- **PASSAGE PROVIDED**:
Association football match

The 2010 Football League One play-off final was an association football match which was played on 29 May 2010 at Wembley Stadium, London, between Millwall and Swindon Town to determine the third and final team to gain promotion from Football League One to the Football League Championship. The top two teams of the 2009–10 Football League One season, Norwich City and Leeds United, gained automatic promotion to the Championship, while the teams placed from third to sixth place in the table took part in play-off semi-finals; the winners of these semi-finals competed for the final place for the 2010–11 season in the Championship. Charlton Athletic and Huddersfield Town were the losing semi-finalists, having been defeated by Swindon and Millwall respectively.

The referee for the match, which was played in front of 73,108 spectators, was Colin Webster. Both sides failed to capitalise on early chances to score, while an own-goal header by Swindon's Kevin Amankwaah was disallowed, as Millwall's Liam Trotter had been offside in the build-up. Steve Morison's shot was then blocked before Paul Robinson scored to make it 1-0 to Millwall: Scott Cuthbert's header from Danny Schofield's corner fell to Robinson who struck from close range. In the 72nd minute, a through-ball from Robinson sent Charlie Austin clear but his shot was high over the Millwall crossbar with only the goalkeeper to beat. Austin saw the final chance of the match pushed round the post by Millwall goalkeeper David Forde to ensure the match ended 1-0. Millwall were promoted to the Championship in their first success in the play-offs in six attempts.

Swindon Town ended their following season bottom of the League One table and were relegated to League Two. Millwall's next season saw them finish in ninth place in the Championship, three positions and eight points outside the play-offs.

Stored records
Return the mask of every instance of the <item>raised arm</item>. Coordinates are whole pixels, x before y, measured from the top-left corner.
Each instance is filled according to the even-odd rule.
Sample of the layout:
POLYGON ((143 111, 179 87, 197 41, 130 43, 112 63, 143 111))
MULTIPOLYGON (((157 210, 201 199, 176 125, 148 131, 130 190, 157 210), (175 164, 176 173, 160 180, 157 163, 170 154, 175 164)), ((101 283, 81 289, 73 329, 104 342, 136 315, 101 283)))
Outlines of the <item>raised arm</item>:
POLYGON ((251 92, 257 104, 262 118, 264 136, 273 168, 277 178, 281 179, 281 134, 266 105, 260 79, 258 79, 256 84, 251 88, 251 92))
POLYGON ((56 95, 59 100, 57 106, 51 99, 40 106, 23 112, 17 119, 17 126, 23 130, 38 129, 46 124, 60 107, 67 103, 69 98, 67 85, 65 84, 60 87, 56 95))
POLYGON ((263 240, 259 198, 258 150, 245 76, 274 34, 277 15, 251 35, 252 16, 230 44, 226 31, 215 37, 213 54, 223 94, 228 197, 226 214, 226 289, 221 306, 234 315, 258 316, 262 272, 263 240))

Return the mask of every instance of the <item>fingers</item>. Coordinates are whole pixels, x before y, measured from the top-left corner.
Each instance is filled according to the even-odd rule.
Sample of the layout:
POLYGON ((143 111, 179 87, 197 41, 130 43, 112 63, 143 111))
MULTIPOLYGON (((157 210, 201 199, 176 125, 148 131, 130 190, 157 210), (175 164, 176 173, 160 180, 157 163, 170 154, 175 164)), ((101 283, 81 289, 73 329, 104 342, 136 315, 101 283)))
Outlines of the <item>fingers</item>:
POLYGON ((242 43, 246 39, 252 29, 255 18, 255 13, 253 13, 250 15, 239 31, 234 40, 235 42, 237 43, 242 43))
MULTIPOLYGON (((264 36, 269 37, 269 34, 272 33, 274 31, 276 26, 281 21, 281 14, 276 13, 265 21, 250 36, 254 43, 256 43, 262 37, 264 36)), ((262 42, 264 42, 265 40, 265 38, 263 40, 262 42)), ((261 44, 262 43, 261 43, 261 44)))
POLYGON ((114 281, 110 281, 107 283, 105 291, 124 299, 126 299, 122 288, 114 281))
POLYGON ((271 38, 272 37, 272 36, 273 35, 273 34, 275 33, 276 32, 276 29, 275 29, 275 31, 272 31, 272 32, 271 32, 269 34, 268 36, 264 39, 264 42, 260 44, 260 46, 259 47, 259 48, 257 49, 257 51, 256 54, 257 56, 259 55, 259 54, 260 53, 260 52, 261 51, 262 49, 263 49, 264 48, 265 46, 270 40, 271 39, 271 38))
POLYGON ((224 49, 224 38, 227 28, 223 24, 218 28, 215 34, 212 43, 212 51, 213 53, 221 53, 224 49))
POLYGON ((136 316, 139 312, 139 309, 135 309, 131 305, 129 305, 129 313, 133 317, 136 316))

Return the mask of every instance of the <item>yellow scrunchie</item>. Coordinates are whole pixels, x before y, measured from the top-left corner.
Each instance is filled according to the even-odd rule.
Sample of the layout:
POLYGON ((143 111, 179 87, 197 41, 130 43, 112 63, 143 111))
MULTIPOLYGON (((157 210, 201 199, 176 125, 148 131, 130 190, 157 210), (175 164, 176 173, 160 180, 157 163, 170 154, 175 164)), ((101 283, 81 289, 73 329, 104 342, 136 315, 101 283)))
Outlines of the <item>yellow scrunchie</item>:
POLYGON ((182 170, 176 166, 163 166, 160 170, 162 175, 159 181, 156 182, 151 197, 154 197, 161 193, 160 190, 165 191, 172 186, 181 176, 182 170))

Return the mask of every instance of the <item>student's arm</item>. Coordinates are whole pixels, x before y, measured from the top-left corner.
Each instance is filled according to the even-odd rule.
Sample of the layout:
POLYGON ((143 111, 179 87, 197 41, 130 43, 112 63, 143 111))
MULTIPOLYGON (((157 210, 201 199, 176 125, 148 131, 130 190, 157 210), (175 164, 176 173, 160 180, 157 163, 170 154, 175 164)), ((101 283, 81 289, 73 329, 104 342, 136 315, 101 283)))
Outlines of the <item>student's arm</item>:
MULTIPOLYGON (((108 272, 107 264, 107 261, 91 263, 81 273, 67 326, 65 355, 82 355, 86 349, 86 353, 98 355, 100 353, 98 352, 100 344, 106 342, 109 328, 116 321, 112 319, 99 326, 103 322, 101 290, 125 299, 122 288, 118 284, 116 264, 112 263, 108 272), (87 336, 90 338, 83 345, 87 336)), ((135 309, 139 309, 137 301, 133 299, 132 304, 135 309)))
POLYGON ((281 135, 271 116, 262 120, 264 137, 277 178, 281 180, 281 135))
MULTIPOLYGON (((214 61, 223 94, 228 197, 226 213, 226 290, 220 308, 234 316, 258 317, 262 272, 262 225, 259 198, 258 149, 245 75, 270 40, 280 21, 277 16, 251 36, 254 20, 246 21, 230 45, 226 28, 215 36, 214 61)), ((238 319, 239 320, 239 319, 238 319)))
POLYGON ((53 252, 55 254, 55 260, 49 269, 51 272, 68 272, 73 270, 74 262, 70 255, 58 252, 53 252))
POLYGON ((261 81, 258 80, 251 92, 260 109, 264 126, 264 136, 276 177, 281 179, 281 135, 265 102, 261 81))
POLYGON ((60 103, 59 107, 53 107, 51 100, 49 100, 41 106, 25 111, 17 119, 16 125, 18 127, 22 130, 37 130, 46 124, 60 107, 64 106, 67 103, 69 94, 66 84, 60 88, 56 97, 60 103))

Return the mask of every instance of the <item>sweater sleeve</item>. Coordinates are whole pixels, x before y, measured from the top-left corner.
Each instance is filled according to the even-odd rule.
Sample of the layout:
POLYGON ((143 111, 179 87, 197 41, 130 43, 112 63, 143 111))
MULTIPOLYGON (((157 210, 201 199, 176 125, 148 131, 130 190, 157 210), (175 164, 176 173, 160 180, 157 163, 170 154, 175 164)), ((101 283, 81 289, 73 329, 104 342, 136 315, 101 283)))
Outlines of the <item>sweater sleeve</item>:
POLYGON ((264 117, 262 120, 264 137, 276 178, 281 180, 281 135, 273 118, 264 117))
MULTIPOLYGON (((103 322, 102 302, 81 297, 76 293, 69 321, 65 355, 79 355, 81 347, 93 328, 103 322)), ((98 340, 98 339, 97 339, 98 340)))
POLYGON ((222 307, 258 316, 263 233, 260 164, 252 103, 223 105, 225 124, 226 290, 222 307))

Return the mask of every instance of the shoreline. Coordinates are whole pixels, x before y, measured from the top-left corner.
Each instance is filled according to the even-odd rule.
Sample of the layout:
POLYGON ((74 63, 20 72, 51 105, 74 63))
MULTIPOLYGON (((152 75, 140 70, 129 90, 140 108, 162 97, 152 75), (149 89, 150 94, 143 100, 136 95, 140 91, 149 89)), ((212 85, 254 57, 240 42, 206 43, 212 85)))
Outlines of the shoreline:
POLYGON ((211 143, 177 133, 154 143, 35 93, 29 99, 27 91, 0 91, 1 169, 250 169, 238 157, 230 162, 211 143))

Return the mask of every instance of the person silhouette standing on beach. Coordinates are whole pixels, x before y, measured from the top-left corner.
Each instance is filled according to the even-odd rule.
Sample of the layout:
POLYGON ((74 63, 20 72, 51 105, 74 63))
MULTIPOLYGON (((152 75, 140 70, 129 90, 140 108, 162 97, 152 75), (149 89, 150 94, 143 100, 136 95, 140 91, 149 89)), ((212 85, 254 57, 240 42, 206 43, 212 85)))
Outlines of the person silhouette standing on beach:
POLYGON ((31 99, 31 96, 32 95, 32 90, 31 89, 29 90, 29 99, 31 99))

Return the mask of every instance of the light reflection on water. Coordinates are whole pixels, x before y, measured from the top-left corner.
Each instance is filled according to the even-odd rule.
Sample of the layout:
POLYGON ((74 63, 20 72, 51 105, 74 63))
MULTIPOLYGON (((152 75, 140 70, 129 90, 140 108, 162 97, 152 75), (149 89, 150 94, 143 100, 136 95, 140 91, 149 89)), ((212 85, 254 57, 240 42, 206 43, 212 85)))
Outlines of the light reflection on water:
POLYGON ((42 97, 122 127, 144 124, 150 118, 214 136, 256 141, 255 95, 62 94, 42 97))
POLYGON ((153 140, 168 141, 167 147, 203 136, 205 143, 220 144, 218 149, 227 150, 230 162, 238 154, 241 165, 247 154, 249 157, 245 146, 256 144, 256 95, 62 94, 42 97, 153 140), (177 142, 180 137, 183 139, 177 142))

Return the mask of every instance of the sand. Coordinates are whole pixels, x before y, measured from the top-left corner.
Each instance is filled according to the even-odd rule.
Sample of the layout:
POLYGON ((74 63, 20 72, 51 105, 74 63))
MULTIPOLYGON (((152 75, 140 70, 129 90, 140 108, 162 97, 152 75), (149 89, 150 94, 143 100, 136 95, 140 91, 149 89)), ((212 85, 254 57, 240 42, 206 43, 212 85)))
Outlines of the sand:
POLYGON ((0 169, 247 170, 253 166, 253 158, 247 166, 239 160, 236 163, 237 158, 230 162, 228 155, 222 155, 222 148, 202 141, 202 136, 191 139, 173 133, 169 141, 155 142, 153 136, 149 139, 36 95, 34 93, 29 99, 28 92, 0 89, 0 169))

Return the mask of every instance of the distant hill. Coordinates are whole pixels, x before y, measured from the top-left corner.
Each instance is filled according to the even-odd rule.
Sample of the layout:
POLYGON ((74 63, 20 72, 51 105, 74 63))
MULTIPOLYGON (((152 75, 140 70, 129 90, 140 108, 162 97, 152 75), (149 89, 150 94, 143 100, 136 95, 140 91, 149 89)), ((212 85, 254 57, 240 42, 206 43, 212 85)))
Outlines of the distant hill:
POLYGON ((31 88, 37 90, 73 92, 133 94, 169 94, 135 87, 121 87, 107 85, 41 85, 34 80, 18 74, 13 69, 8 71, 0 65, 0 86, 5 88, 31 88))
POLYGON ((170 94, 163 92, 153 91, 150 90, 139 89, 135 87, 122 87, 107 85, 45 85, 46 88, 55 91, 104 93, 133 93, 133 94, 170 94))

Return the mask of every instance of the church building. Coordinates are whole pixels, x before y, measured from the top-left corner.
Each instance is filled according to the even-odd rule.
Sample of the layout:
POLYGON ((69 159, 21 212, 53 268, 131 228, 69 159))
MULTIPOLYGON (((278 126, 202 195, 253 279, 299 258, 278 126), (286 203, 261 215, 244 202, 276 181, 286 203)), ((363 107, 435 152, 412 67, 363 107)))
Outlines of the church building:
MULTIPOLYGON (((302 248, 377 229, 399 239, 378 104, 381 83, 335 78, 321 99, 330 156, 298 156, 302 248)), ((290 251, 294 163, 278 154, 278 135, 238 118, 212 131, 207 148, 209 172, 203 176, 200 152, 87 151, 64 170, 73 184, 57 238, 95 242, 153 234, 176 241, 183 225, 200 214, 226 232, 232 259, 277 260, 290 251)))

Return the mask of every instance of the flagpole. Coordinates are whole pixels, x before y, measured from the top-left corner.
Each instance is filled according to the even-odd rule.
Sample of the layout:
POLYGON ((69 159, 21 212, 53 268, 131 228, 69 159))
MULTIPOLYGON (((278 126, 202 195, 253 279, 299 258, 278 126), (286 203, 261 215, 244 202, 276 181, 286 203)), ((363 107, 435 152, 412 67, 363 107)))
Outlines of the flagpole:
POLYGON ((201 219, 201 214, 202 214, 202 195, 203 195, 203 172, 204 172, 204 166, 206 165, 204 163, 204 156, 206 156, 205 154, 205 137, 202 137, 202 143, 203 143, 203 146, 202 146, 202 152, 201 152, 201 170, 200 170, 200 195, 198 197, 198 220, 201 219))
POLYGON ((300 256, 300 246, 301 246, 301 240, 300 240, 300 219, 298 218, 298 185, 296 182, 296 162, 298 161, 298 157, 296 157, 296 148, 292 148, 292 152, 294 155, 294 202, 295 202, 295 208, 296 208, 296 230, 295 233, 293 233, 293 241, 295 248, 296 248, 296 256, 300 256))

- **PROBLEMS TO SOLVE**:
A: According to the passage on the play-off final, how many spectators attended the match?
B: List every football club named in the passage on the play-off final.
C: Duplicate everything from "The referee for" down to "in six attempts." in the passage on the play-off final.

- **YOUR RESPONSES**:
A: 73,108

B: Millwall, Swindon Town, Norwich City, Leeds United, Charlton Athletic, Huddersfield Town

C:
The referee for the match, which was played in front of 73,108 spectators, was Colin Webster. Both sides failed to capitalise on early chances to score, while an own-goal header by Swindon's Kevin Amankwaah was disallowed, as Millwall's Liam Trotter had been offside in the build-up. Steve Morison's shot was then blocked before Paul Robinson scored to make it 1-0 to Millwall: Scott Cuthbert's header from Danny Schofield's corner fell to Robinson who struck from close range. In the 72nd minute, a through-ball from Robinson sent Charlie Austin clear but his shot was high over the Millwall crossbar with only the goalkeeper to beat. Austin saw the final chance of the match pushed round the post by Millwall goalkeeper David Forde to ensure the match ended 1-0. Millwall were promoted to the Championship in their first success in the play-offs in six attempts.